* **Requirements**: Pull out each line of the material below that contains the word "brick", and copy those lines in their original order.

* **Material shown**:
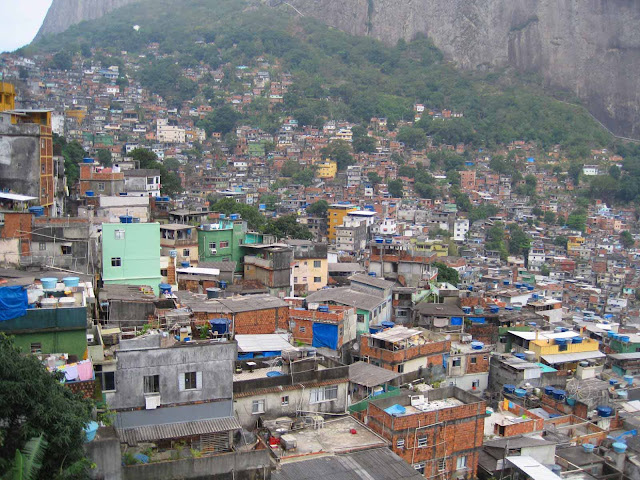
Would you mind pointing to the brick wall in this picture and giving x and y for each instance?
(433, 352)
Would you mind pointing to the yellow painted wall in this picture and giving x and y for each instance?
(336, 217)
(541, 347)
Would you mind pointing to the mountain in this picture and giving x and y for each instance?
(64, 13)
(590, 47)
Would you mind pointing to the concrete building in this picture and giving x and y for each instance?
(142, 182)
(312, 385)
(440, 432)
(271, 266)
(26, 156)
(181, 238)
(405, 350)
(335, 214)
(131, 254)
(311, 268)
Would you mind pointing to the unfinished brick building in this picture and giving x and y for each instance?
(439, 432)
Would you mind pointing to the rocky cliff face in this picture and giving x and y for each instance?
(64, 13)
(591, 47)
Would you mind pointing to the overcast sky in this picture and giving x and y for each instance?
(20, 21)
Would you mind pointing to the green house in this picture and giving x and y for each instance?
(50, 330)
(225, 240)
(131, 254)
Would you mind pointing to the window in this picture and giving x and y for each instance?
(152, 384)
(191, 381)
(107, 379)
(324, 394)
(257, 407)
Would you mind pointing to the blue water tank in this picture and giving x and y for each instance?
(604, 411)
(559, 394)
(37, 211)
--
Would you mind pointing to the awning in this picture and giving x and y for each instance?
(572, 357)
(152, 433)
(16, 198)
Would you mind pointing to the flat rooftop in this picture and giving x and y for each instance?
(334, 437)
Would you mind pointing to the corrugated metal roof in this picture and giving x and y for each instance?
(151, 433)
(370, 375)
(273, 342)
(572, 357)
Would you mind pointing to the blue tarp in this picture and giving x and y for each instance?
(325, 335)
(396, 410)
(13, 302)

* **Solution to this exercise**:
Would you mind pointing to the brick wall in this picture and giving x and y for each instance?
Would you mind pointing to the unfinished brick building in this picture and giving x and y for each instance?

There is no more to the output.